Entries from a dataset
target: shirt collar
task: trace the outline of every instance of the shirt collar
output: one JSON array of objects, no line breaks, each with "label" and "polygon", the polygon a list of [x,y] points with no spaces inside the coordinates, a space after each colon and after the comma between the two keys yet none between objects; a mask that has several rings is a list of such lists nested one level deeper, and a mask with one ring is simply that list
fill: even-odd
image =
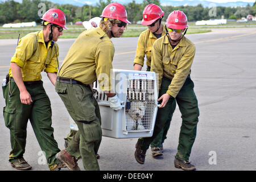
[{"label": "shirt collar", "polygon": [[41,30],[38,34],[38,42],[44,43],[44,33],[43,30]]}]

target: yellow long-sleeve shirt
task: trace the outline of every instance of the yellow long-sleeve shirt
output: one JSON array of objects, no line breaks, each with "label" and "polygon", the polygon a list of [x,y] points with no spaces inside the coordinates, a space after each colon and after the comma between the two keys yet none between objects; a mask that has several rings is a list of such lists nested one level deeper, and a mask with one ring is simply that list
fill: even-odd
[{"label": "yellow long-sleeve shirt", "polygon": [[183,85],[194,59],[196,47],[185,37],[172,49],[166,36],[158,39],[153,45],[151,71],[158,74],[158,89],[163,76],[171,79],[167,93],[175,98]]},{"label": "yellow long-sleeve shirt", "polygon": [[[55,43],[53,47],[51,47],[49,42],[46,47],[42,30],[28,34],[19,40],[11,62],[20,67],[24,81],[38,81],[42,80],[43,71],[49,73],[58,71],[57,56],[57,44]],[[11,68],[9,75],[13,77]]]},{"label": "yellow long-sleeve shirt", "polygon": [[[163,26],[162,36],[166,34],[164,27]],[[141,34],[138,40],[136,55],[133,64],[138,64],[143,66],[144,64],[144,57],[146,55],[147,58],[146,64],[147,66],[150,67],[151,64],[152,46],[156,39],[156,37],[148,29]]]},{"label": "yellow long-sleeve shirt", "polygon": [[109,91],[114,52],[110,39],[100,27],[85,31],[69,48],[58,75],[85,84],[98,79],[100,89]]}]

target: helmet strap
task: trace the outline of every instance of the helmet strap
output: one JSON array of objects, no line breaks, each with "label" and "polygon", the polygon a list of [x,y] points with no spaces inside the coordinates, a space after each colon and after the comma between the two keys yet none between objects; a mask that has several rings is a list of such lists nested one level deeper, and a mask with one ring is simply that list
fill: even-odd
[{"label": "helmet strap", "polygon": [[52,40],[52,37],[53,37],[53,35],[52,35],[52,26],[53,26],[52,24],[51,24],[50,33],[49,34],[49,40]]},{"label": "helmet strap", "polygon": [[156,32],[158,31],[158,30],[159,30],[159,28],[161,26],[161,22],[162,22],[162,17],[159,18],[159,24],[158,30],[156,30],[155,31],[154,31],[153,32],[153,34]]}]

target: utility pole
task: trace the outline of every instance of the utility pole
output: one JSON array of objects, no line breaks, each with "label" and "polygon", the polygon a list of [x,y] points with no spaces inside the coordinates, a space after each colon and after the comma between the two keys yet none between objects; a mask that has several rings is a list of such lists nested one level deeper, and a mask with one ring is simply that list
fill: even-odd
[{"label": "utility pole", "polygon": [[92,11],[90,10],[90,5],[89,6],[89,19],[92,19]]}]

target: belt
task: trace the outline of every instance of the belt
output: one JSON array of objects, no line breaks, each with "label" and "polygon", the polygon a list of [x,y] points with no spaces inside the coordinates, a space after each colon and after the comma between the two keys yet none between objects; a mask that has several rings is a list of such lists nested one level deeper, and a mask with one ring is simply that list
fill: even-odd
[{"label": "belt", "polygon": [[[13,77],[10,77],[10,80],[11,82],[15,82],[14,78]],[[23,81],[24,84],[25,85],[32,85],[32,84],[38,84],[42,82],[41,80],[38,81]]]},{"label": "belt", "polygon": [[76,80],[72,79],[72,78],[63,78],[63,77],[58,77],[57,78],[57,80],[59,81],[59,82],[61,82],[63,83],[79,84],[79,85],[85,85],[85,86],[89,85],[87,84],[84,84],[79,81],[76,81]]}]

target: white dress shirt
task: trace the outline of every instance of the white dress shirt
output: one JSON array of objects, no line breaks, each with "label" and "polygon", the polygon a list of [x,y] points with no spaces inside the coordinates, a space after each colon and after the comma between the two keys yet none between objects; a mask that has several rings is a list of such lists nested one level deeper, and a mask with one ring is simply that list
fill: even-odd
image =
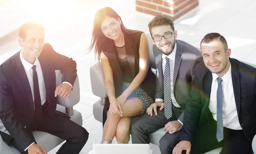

* [WHAT IS EXPECTED]: Reproduce all of the records above line for line without any changes, and leave out the pictures.

* [TASK RESPONSE]:
target: shirt collar
task: trace the outline of every instance of the shirt collar
output: one JSON array of objects, no line breaks, each with "label" and "polygon", the polygon a list of [x,y] points with no spaces inside the coordinates, a space after each colon and after the comma between the two keys yet none between objects; a mask that has several rings is a list of such lists nested one level deeper, and a mask with one ring is simply that list
fill: even-odd
image =
[{"label": "shirt collar", "polygon": [[41,30],[38,34],[38,42],[44,43],[44,33],[43,30]]}]

target: yellow long-sleeve shirt
task: trace the outline of every instance of the yellow long-sleeve shirt
output: one JSON array of objects, no line breaks, each with "label" and "polygon", the polygon a list of [x,y] points with no spaces inside the coordinates, a space after each colon and after the comma between the two keys yet none between objects; a mask that has several rings is a list of such lists nested one level deeper, and a mask with one ring is simply that list
fill: even-odd
[{"label": "yellow long-sleeve shirt", "polygon": [[183,85],[194,59],[196,47],[185,37],[172,49],[166,36],[158,39],[153,45],[151,71],[158,74],[158,89],[163,76],[171,79],[167,93],[175,98]]},{"label": "yellow long-sleeve shirt", "polygon": [[[55,43],[53,47],[51,47],[49,42],[46,47],[42,30],[28,34],[19,40],[11,62],[20,67],[24,81],[38,81],[42,80],[43,71],[49,73],[58,71],[57,56],[57,44]],[[11,68],[9,75],[13,77]]]},{"label": "yellow long-sleeve shirt", "polygon": [[[163,26],[162,36],[166,34],[164,27]],[[141,34],[138,40],[136,55],[133,64],[138,64],[143,66],[144,64],[144,57],[146,55],[147,58],[146,64],[147,66],[150,67],[151,64],[152,46],[156,39],[156,37],[148,29]]]},{"label": "yellow long-sleeve shirt", "polygon": [[109,91],[114,52],[110,39],[100,27],[85,31],[69,48],[58,75],[85,84],[98,79],[100,89]]}]

target: helmet strap
task: trace the outline of every instance of the helmet strap
output: one JSON array of objects, no line breaks, each with "label" and "polygon", the polygon a list of [x,y] points with no spaces inside the coordinates, a space after each colon and after the comma between the two keys yet none between objects; a mask that has several rings is a list of such lists nested one level deeper, and a mask with one ring is simply that list
fill: even-odd
[{"label": "helmet strap", "polygon": [[52,40],[52,37],[53,37],[53,35],[52,35],[52,26],[53,26],[52,24],[51,24],[50,33],[49,34],[49,40]]},{"label": "helmet strap", "polygon": [[156,32],[158,31],[158,30],[159,30],[159,28],[161,26],[161,22],[162,22],[162,17],[159,18],[159,24],[158,30],[156,30],[155,31],[154,31],[153,32],[153,34]]}]

target: utility pole
task: trace the outline of every instance of the utility pole
output: one JSON array of objects, no line breaks, each with "label" and "polygon", the polygon a list of [x,y] points with no spaces inside the coordinates, a space after each colon and after the comma between the two keys yet none between objects; a mask that has several rings is a list of such lists nested one level deeper, and a mask with one ring is simply that list
fill: even-odd
[{"label": "utility pole", "polygon": [[92,11],[90,10],[90,5],[89,6],[89,19],[92,19]]}]

target: belt
task: trace the outline of every instance of the belt
output: one JSON array of objects, no line breaks, each with "label" and "polygon", the polygon a list of [x,y] points with no spaces inside the coordinates, a space after each colon and after the comma between the two keys yet none between objects; a mask that has several rings is a list of such lists nested one level deeper, and a mask with one ring is simply that list
fill: even-odd
[{"label": "belt", "polygon": [[[13,77],[10,77],[10,80],[11,82],[15,82],[14,78]],[[23,81],[24,84],[25,85],[32,85],[32,84],[38,84],[42,82],[41,80],[38,81]]]},{"label": "belt", "polygon": [[76,80],[72,79],[72,78],[63,78],[63,77],[58,77],[57,78],[57,80],[59,81],[59,82],[61,82],[63,83],[79,84],[79,85],[85,85],[85,86],[89,85],[87,84],[84,84],[79,81],[76,81]]}]

target: white dress shirt
task: trace the outline of every instance of the white dress shirt
output: one JSON array of objects, no line breaks, each with "label" and "polygon", the polygon a list of [x,y] points with no spaces inside the coordinates, a space after each colon and after the comma between the two keys yet none between objects; a mask that has several rings is a list of such lists nested one level deeper, and a mask with one ring is simply that list
fill: even-odd
image =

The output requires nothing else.